- [Problem to work on]: Every entry needs to be written out again exactly.

Source records:
.....
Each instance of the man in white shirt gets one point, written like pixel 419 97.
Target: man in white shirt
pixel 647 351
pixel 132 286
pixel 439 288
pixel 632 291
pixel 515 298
.....
- [Exercise solution]:
Each instance of the man in white shirt gets one point, written like pixel 419 97.
Target: man in white shirt
pixel 647 351
pixel 132 286
pixel 439 288
pixel 632 291
pixel 515 298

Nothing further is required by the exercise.